State how many lines in the rows below contain the string "sculpture", treating uppercase and lowercase as different. Reply with the number alone.

★ ★ ★

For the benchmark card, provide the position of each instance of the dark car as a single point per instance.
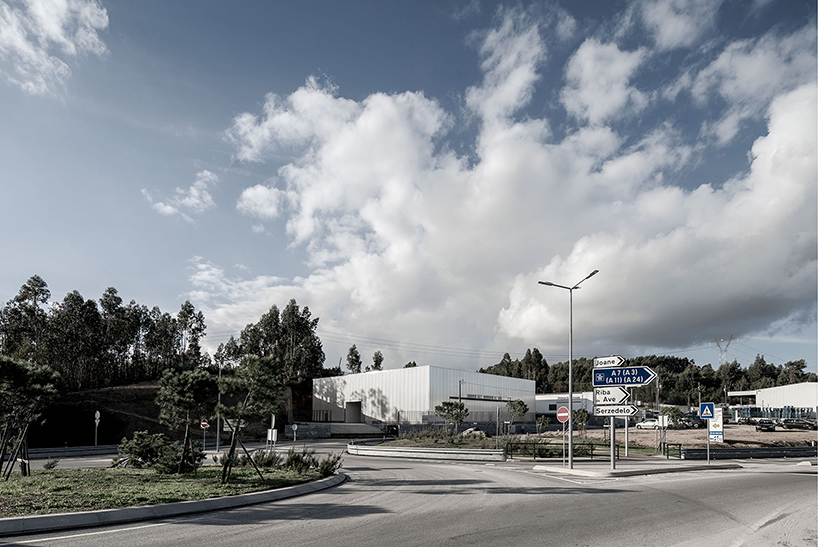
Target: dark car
(765, 425)
(796, 423)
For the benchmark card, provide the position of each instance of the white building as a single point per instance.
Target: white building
(549, 403)
(409, 396)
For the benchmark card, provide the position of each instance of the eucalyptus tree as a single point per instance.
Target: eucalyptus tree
(377, 361)
(354, 360)
(186, 396)
(255, 388)
(23, 321)
(454, 412)
(26, 390)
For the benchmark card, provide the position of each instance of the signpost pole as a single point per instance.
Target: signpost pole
(563, 444)
(708, 441)
(613, 444)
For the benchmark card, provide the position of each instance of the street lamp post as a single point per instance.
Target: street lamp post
(570, 361)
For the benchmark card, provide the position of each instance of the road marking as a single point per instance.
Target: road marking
(88, 534)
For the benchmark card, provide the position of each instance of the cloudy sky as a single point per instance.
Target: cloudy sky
(411, 170)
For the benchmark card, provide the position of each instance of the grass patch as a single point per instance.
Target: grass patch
(72, 490)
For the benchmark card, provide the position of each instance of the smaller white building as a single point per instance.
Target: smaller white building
(409, 396)
(549, 403)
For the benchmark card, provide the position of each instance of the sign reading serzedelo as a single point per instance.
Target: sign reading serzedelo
(623, 376)
(615, 410)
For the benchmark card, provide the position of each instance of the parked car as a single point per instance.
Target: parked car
(796, 423)
(765, 425)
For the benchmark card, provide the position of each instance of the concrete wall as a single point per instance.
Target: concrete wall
(803, 395)
(582, 399)
(409, 395)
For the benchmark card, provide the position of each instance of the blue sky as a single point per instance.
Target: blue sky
(410, 170)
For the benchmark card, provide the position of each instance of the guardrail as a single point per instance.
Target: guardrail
(428, 453)
(750, 453)
(669, 449)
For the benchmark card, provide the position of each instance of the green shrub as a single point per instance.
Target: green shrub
(144, 450)
(168, 462)
(269, 459)
(329, 465)
(301, 462)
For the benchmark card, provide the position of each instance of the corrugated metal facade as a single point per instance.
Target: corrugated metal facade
(803, 395)
(409, 395)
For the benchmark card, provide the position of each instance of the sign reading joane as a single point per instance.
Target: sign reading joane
(623, 376)
(612, 361)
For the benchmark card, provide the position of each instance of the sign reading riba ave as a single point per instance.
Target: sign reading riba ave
(623, 376)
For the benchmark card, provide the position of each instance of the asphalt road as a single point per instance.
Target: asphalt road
(407, 502)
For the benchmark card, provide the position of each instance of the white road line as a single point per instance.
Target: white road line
(86, 534)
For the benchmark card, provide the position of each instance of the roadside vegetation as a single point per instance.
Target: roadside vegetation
(72, 490)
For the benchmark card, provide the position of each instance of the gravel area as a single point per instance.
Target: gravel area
(739, 436)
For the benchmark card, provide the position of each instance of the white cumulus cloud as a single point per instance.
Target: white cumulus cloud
(404, 235)
(195, 199)
(39, 37)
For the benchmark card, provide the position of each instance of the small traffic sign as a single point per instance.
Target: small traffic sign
(610, 395)
(612, 361)
(615, 410)
(623, 376)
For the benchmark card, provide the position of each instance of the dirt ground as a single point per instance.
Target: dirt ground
(736, 436)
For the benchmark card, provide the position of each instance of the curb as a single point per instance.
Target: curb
(460, 454)
(65, 521)
(634, 472)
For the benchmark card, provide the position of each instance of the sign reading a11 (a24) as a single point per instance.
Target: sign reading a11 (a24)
(623, 376)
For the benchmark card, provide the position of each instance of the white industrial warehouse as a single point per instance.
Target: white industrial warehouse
(409, 396)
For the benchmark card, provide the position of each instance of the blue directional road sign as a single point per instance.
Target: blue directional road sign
(623, 376)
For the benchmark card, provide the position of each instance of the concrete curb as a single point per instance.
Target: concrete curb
(428, 453)
(654, 470)
(65, 521)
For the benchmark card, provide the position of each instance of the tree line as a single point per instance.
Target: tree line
(681, 381)
(99, 344)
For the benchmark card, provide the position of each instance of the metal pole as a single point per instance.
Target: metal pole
(708, 441)
(613, 434)
(627, 423)
(563, 444)
(570, 379)
(218, 415)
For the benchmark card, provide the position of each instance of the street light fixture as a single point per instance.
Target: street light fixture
(570, 361)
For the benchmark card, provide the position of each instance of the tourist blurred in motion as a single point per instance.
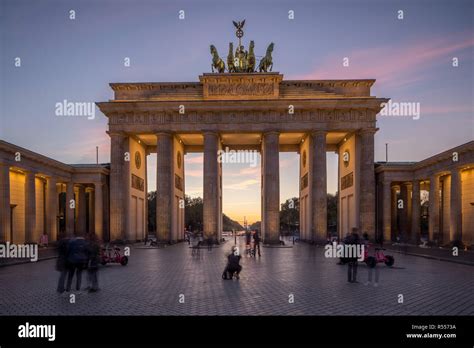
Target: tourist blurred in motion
(93, 249)
(77, 261)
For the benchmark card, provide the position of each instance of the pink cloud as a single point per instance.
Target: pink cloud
(395, 65)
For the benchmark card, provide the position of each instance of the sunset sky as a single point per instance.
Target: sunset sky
(77, 59)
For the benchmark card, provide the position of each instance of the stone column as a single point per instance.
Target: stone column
(5, 217)
(70, 212)
(434, 207)
(98, 211)
(415, 215)
(117, 219)
(404, 224)
(164, 186)
(455, 216)
(367, 183)
(319, 186)
(82, 213)
(52, 208)
(271, 194)
(30, 207)
(394, 206)
(211, 186)
(387, 210)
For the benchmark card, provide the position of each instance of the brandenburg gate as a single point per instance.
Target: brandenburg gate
(256, 110)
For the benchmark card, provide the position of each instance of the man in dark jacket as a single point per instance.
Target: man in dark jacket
(353, 262)
(93, 251)
(233, 265)
(256, 243)
(61, 263)
(77, 261)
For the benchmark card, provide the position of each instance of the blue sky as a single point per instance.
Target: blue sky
(76, 59)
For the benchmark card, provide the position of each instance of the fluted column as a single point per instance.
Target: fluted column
(394, 206)
(30, 207)
(5, 218)
(404, 212)
(164, 186)
(455, 216)
(211, 186)
(82, 213)
(271, 187)
(70, 210)
(367, 182)
(52, 208)
(98, 211)
(415, 215)
(387, 210)
(434, 207)
(117, 198)
(319, 186)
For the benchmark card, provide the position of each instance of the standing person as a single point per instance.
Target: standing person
(256, 243)
(77, 261)
(233, 265)
(93, 251)
(61, 263)
(353, 262)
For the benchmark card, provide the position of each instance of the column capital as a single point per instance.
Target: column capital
(116, 133)
(318, 132)
(368, 130)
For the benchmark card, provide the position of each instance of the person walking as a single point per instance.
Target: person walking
(61, 263)
(256, 243)
(93, 251)
(233, 265)
(353, 262)
(77, 261)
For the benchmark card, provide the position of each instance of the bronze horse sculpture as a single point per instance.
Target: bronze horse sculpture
(217, 62)
(230, 58)
(266, 64)
(251, 58)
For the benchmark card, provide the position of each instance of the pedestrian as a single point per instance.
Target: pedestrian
(256, 243)
(43, 242)
(77, 261)
(93, 252)
(61, 263)
(233, 265)
(353, 260)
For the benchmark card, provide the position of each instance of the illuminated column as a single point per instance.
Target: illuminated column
(271, 188)
(434, 207)
(455, 220)
(5, 218)
(98, 211)
(387, 210)
(164, 186)
(415, 216)
(52, 208)
(70, 210)
(82, 213)
(319, 187)
(30, 207)
(367, 182)
(211, 186)
(117, 197)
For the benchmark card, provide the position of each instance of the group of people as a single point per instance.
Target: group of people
(74, 256)
(233, 267)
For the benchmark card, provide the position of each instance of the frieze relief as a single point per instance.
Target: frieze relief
(151, 118)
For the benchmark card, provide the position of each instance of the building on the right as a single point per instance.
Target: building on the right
(432, 199)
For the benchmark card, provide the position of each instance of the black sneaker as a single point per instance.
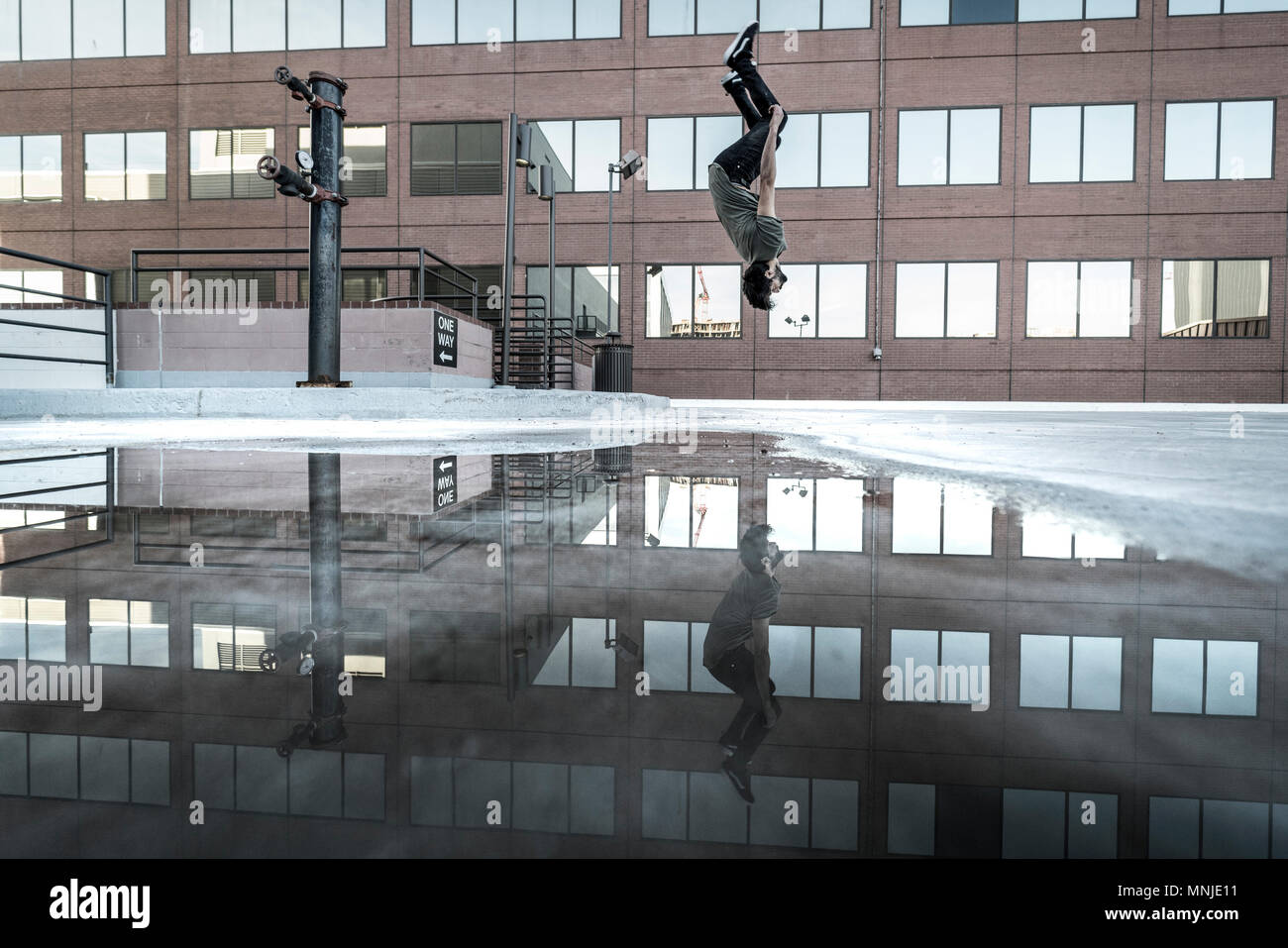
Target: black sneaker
(742, 43)
(739, 779)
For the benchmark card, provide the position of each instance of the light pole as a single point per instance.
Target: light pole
(520, 149)
(548, 193)
(629, 165)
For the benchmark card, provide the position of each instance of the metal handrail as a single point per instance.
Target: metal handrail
(107, 363)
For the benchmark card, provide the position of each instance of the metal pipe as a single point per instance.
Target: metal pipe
(507, 270)
(327, 130)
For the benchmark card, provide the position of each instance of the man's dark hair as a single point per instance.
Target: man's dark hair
(754, 546)
(756, 285)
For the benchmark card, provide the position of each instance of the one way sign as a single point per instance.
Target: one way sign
(445, 339)
(445, 481)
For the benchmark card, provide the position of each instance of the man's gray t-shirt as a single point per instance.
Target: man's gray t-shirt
(756, 237)
(751, 596)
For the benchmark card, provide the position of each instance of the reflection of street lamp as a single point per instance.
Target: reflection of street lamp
(799, 324)
(629, 165)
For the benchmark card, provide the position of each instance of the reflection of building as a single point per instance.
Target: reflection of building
(1109, 677)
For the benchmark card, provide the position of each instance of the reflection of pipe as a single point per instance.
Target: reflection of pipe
(327, 715)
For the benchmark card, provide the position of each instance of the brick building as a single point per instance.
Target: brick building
(1008, 198)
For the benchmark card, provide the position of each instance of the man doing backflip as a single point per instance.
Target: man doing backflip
(750, 220)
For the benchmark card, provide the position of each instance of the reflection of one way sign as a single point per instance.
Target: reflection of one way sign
(445, 339)
(445, 481)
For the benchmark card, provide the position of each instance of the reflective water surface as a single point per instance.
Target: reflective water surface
(364, 655)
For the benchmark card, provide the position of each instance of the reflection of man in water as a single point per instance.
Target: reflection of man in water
(735, 652)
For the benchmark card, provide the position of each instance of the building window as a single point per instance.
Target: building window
(696, 513)
(579, 655)
(125, 166)
(825, 150)
(1070, 672)
(580, 296)
(945, 300)
(231, 638)
(688, 17)
(44, 29)
(820, 514)
(456, 158)
(1197, 8)
(949, 146)
(932, 518)
(532, 796)
(1082, 143)
(961, 12)
(1043, 536)
(38, 283)
(677, 309)
(31, 167)
(459, 647)
(1070, 299)
(820, 300)
(307, 784)
(248, 26)
(34, 629)
(1197, 677)
(362, 165)
(694, 805)
(1216, 298)
(681, 150)
(1054, 824)
(222, 162)
(1227, 141)
(584, 149)
(65, 767)
(938, 666)
(124, 631)
(356, 285)
(434, 22)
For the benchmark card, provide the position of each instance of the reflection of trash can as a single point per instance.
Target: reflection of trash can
(613, 361)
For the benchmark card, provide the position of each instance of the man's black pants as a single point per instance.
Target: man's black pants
(737, 672)
(741, 159)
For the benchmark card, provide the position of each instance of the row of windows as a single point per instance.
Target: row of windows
(1205, 141)
(33, 30)
(1056, 672)
(1065, 299)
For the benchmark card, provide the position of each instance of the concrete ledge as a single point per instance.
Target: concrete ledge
(314, 404)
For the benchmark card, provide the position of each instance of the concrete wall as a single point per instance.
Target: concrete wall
(380, 346)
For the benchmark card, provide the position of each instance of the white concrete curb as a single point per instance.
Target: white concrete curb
(314, 404)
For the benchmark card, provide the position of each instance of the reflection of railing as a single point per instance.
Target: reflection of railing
(106, 333)
(1256, 326)
(106, 509)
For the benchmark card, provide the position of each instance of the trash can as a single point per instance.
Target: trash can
(613, 361)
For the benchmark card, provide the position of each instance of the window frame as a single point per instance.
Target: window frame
(1082, 141)
(456, 158)
(822, 14)
(997, 304)
(1215, 261)
(948, 146)
(514, 29)
(1219, 103)
(818, 288)
(127, 134)
(1077, 316)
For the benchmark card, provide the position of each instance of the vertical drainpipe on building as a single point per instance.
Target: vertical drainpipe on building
(880, 172)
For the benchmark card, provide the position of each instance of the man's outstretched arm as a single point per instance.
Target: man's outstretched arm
(769, 165)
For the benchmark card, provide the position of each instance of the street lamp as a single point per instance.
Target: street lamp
(629, 165)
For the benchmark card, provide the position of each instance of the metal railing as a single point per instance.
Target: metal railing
(417, 270)
(106, 333)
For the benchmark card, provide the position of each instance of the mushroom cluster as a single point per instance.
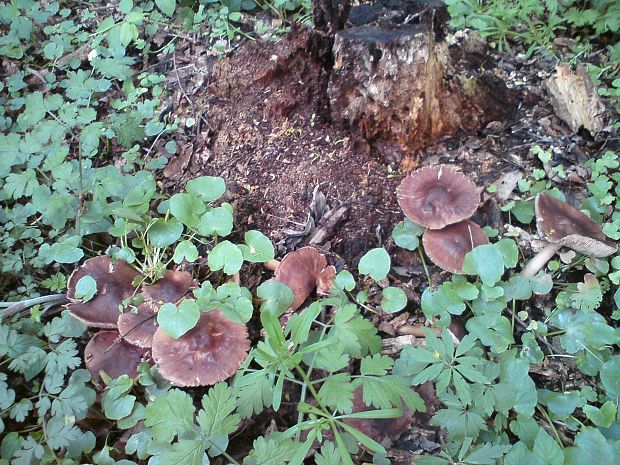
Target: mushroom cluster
(208, 353)
(305, 270)
(564, 226)
(442, 199)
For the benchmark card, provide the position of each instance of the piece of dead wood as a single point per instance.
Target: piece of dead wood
(328, 225)
(393, 345)
(575, 99)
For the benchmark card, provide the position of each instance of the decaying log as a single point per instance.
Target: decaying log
(402, 87)
(330, 16)
(575, 99)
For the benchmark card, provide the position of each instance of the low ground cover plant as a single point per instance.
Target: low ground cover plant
(79, 92)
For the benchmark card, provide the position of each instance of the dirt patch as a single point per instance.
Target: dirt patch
(268, 133)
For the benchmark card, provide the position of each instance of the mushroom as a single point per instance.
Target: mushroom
(108, 352)
(304, 270)
(448, 246)
(436, 196)
(565, 226)
(138, 327)
(210, 352)
(114, 284)
(170, 288)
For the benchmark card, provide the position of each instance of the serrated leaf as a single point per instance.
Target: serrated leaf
(170, 415)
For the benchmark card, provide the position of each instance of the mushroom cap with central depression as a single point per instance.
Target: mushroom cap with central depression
(208, 353)
(436, 196)
(447, 247)
(562, 224)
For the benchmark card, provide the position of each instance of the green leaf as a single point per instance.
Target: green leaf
(547, 449)
(590, 446)
(258, 248)
(610, 376)
(116, 403)
(175, 321)
(187, 209)
(207, 188)
(167, 7)
(217, 222)
(163, 232)
(602, 417)
(170, 414)
(226, 256)
(185, 452)
(66, 251)
(405, 234)
(394, 299)
(485, 261)
(85, 288)
(337, 392)
(216, 419)
(277, 297)
(376, 263)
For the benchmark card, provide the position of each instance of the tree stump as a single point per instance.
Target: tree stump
(399, 88)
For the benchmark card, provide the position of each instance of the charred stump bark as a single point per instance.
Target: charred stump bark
(330, 16)
(402, 87)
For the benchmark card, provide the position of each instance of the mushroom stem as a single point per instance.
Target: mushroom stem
(536, 263)
(271, 264)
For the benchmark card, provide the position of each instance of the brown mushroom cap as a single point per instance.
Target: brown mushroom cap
(106, 351)
(562, 224)
(325, 280)
(210, 352)
(114, 283)
(138, 328)
(300, 270)
(436, 196)
(377, 428)
(170, 288)
(447, 247)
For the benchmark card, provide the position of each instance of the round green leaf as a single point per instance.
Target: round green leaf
(375, 263)
(216, 222)
(163, 232)
(610, 376)
(485, 261)
(258, 248)
(225, 256)
(208, 188)
(277, 297)
(185, 250)
(394, 299)
(167, 7)
(85, 288)
(176, 321)
(345, 280)
(405, 234)
(187, 209)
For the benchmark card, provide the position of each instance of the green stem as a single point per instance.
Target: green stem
(428, 275)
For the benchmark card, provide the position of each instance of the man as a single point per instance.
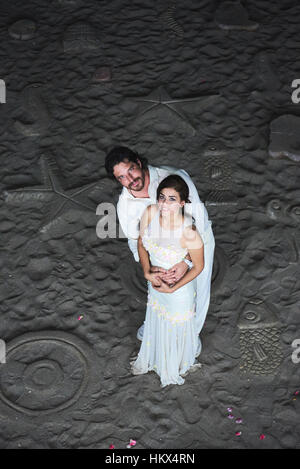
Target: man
(140, 182)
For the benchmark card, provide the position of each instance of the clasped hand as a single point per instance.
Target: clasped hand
(163, 280)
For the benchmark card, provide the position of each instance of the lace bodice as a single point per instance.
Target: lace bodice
(164, 245)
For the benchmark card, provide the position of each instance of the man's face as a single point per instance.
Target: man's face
(130, 175)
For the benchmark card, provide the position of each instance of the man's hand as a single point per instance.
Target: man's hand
(154, 278)
(175, 273)
(164, 288)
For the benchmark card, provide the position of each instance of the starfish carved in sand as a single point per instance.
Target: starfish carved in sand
(160, 99)
(61, 200)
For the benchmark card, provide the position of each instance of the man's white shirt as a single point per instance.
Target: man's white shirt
(130, 209)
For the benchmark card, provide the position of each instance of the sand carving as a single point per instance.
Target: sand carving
(148, 108)
(168, 20)
(45, 372)
(233, 16)
(80, 36)
(283, 211)
(32, 101)
(261, 351)
(266, 72)
(218, 171)
(22, 29)
(284, 137)
(61, 200)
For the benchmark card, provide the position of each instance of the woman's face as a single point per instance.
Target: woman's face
(169, 201)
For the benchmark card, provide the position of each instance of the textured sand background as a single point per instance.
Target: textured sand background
(71, 303)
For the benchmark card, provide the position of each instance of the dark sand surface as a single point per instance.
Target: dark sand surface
(71, 303)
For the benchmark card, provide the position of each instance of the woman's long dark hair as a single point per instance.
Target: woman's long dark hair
(173, 181)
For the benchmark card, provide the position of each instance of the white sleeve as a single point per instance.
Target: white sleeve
(122, 211)
(132, 243)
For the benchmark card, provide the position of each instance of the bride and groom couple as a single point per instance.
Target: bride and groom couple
(169, 233)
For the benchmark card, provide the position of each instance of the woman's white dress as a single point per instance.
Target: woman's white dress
(170, 340)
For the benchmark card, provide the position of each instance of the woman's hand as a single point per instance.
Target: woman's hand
(154, 278)
(175, 273)
(163, 288)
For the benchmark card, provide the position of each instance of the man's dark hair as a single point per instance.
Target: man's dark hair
(118, 155)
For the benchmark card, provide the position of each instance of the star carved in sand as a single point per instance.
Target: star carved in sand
(61, 200)
(160, 99)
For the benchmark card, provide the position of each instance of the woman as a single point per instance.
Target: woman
(170, 341)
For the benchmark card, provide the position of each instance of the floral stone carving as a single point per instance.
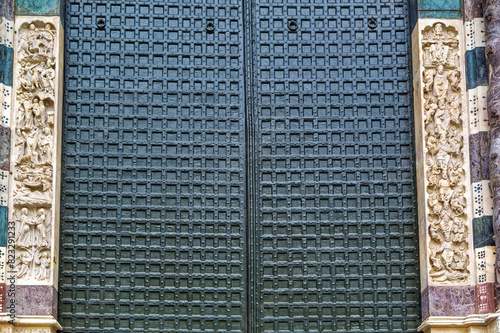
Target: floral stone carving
(33, 149)
(444, 157)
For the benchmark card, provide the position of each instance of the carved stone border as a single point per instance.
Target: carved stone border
(447, 258)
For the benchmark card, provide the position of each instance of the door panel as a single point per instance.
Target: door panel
(335, 226)
(153, 168)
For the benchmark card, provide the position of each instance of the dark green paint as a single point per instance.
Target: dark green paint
(38, 7)
(3, 225)
(440, 14)
(483, 232)
(440, 5)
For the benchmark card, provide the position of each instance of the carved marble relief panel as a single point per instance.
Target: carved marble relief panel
(444, 136)
(33, 149)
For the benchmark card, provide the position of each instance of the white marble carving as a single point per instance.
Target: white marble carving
(444, 155)
(33, 149)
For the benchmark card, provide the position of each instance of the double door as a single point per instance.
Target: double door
(238, 166)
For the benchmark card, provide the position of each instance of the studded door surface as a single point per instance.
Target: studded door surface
(237, 166)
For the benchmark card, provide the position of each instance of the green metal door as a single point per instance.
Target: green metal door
(234, 166)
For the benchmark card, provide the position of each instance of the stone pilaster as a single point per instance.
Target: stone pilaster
(443, 175)
(34, 191)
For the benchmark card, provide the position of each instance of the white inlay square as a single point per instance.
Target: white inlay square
(5, 104)
(4, 187)
(6, 32)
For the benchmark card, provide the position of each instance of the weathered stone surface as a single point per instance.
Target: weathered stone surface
(38, 7)
(448, 301)
(492, 24)
(472, 9)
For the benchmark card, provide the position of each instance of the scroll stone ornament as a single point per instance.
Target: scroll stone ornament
(33, 138)
(444, 156)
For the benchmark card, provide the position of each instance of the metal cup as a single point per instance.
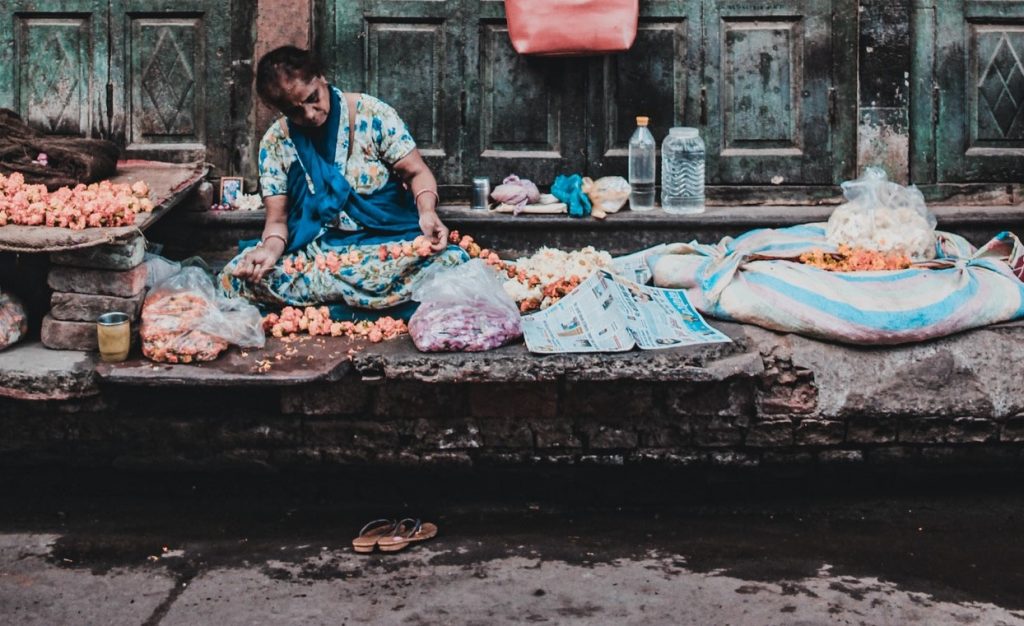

★ ★ ★

=== SOLUTION TO THE EXERCISE ===
2